Name collision causes apache gateway modules to fail when mod_shib is installed

Bug #1999823 reported by Jason Boyer
16
This bug affects 2 people
Affects Status Importance Assigned to Milestone
Evergreen
Fix Released
Medium
Unassigned
OpenSRF
Fix Released
Medium
Unassigned
3.3
Fix Released
Medium
Unassigned

Bug Description

If the libapache2-mod-shib package is installed on Ubuntu and mod_shib enabled, any call to the opensrf json gateway or http translator will result in an apache process crash. Doing a bit of digging, this is because the libcurl3-gnutls package on Ubuntu is built with libssh while on Debian it's built with libssh2.

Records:
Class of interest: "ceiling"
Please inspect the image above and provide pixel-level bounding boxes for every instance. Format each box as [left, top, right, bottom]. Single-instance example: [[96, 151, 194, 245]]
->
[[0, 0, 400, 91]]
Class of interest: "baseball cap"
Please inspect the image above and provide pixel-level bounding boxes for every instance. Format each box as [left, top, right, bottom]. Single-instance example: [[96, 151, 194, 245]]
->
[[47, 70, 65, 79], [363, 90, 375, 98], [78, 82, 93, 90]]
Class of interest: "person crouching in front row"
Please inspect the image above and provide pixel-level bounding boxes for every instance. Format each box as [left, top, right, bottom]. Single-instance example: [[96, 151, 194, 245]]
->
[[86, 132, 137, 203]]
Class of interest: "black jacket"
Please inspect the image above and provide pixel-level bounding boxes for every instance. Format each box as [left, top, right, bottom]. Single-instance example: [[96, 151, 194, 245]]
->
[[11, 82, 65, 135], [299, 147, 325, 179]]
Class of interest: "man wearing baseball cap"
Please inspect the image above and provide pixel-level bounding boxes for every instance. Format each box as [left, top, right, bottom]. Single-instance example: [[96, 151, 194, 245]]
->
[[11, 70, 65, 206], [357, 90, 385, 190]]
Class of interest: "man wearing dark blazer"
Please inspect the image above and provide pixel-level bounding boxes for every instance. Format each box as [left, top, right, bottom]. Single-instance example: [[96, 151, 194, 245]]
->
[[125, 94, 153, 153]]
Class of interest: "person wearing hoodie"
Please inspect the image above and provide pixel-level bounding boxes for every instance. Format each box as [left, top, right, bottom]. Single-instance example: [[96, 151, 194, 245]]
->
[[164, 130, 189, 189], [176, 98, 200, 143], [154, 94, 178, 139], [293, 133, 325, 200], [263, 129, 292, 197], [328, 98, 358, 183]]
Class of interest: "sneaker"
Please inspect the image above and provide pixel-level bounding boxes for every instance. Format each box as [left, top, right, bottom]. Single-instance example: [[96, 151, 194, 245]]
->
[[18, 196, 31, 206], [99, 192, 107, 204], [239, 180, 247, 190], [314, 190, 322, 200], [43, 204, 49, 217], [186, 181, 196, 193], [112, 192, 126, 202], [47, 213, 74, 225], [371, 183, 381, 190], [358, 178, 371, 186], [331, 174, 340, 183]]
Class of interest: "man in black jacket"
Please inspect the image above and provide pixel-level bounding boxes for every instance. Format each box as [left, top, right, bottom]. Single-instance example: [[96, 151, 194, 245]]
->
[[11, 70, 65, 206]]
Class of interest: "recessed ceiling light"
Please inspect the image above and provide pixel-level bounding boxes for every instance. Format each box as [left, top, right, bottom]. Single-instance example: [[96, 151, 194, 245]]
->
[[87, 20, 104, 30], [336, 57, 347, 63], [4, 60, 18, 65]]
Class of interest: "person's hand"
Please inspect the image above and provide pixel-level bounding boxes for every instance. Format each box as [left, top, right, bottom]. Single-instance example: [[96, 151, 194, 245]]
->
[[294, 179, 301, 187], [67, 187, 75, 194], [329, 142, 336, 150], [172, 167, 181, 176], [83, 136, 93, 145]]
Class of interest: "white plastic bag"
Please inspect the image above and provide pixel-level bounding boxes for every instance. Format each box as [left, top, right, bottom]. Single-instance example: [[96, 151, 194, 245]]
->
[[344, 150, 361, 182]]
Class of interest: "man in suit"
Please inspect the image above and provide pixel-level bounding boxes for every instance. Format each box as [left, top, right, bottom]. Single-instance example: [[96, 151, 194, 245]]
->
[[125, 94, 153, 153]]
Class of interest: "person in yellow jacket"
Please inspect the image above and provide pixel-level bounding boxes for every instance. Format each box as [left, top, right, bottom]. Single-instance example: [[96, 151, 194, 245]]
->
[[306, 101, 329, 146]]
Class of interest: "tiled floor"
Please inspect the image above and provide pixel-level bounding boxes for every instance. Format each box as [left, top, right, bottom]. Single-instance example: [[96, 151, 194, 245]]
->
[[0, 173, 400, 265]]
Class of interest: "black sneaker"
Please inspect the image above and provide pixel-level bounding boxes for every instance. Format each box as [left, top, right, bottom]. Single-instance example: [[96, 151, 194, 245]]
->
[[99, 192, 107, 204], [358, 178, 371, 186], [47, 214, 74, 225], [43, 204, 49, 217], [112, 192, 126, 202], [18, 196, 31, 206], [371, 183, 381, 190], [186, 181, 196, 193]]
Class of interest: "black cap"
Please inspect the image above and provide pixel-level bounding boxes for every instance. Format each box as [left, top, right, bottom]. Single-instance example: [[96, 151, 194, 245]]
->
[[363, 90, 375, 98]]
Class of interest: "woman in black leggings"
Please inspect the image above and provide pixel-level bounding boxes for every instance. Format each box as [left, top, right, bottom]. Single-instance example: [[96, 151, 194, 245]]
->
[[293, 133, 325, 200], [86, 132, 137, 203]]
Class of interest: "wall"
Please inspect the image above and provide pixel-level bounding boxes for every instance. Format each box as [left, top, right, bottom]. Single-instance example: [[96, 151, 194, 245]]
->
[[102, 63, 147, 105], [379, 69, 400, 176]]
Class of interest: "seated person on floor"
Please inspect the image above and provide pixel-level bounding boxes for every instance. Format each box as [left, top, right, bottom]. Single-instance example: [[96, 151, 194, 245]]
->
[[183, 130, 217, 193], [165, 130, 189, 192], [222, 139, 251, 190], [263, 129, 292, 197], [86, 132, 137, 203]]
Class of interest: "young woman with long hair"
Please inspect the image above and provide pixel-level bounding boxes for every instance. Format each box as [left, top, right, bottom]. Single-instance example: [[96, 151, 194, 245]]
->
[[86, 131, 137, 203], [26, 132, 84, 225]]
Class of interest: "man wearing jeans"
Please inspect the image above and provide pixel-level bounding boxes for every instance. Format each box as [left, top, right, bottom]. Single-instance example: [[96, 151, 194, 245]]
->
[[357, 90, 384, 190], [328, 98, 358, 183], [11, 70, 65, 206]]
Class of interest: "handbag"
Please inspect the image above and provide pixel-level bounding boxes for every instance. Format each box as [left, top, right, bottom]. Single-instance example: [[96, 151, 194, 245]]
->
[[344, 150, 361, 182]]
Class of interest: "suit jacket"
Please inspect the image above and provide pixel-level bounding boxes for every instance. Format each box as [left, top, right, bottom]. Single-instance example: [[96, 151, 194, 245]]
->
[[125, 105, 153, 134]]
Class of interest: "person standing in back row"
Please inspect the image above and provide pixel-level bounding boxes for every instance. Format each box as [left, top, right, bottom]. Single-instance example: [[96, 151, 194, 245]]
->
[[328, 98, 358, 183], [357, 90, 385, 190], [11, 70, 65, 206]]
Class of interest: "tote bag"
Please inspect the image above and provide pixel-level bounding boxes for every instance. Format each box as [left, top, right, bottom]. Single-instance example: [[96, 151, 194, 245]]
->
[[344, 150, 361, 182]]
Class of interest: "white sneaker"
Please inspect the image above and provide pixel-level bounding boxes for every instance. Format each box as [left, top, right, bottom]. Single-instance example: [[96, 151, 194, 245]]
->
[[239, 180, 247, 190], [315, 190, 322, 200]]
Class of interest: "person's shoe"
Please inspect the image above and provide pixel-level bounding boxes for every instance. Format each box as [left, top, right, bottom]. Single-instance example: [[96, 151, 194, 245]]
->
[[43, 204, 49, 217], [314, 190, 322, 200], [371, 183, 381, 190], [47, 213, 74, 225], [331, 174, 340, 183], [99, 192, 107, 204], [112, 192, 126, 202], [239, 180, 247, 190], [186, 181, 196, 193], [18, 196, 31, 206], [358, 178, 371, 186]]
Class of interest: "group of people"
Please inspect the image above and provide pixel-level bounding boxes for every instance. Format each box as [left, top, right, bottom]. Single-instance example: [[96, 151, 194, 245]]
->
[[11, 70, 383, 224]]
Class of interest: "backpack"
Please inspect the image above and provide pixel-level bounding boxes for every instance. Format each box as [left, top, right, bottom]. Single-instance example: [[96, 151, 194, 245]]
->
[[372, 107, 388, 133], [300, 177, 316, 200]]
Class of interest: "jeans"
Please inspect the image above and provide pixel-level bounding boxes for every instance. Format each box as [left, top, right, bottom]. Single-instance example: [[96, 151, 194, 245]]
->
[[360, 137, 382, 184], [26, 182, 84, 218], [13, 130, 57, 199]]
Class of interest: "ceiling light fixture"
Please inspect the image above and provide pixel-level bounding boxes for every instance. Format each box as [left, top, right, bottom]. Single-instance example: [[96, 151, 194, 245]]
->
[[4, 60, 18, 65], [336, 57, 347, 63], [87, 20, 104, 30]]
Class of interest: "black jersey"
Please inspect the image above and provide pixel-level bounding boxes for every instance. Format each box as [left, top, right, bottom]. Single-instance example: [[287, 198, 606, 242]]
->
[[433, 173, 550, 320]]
--
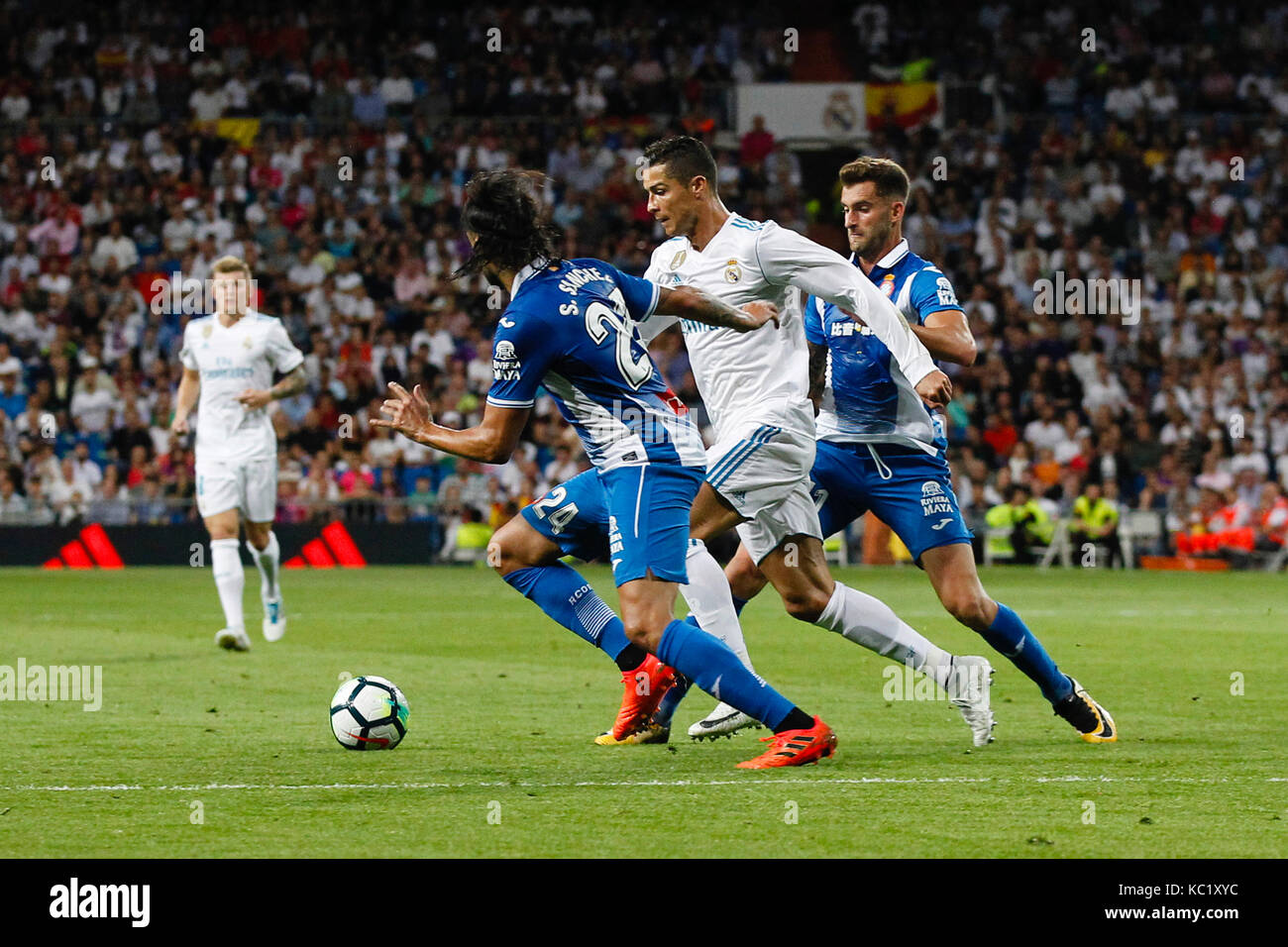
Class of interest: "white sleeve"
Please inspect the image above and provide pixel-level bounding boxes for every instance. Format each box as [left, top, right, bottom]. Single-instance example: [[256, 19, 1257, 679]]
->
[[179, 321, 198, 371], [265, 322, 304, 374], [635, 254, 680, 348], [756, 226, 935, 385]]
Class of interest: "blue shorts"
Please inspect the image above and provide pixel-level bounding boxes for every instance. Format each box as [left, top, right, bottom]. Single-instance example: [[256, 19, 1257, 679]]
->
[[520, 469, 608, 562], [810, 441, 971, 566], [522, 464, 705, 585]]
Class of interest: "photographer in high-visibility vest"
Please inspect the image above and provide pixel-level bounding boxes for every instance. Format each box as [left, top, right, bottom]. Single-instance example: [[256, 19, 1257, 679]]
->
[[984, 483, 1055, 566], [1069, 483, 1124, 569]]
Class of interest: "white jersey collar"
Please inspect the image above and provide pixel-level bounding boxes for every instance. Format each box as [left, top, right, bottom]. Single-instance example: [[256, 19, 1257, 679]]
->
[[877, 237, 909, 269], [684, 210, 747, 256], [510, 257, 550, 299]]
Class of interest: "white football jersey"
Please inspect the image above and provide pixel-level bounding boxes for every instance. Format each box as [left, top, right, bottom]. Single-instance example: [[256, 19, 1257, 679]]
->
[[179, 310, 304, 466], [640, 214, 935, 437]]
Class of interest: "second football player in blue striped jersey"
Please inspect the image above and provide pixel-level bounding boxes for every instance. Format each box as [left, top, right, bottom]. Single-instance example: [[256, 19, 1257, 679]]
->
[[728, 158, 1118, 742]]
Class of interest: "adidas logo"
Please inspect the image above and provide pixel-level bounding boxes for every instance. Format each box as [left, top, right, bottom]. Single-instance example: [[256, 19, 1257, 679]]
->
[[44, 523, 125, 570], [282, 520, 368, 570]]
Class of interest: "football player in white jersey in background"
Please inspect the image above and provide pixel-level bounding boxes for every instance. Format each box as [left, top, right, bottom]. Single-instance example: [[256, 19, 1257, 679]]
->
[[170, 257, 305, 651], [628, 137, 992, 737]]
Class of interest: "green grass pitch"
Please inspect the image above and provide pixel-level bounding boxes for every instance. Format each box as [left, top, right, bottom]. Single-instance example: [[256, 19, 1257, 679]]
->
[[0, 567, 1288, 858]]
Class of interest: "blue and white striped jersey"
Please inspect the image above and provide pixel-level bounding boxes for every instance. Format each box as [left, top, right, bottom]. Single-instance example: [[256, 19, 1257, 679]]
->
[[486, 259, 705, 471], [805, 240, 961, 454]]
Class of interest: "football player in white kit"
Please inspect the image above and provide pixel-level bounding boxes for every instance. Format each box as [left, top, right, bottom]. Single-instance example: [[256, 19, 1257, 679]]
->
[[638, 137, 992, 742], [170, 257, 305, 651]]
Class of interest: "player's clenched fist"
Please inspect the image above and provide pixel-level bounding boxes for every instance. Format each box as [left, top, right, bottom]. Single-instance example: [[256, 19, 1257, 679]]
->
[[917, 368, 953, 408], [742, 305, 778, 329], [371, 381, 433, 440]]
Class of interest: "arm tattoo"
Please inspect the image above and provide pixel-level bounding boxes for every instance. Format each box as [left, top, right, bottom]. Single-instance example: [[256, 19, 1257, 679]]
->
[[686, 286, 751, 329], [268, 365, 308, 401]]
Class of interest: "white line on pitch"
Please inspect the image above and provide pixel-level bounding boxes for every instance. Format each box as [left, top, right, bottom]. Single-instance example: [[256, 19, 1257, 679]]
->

■ Task instructions ■
1. Reproduce the part of the bug report starting with "If the libapache2-mod-shib" and going on through "built with libssh2.".
2. Write what follows the last sentence of the mod_shib bug report.

■ Task responses ■
1.
If the libapache2-mod-shib package is installed on Ubuntu and mod_shib enabled, any call to the opensrf json gateway or http translator will result in an apache process crash. Doing a bit of digging, this is because the libcurl3-gnutls package on Ubuntu is built with libssh while on Debian it's built with libssh2.

2.
That sure does sound like an odd statement to make without any supporting evidence so lets explore that a little bit. One of the dependencies of mod_shib, because SAML is thick with XML, is libxerces. And because Xerces is a validating XML parser, it could theoretically need to retrieve an external DTD over the network, so it in turn depends on libcurl. Libcurl can speak a whole pile of protocols, including http/s, ftp, lots of others, and scp/sftp, so it has a dependency on libssh (or libssh2).

I feel like now is a good time to take a look at some of the functions exported from libopensrf, which is used by the OpenSRF json gateway and http translator apache modules. Because Strings Are Hard (at least in C), we have our own string buffer manipulation functions which are really handy:
buffer_init,
buffer_add,
some others,
and buffer_free.

In this setup the apache processes die totally silently, so we get to play around in gdb to see what's going on.
As root:
# systemctl stop apache2
# . /etc/apache2/envvars
# gdb /usr/sbin/apache2
(gdb) r -X
... Send a message to the json gateway from elsewhere
Thread 1 "/usr/sbin/apach" received signal SIGSEGV, Segmentation fault.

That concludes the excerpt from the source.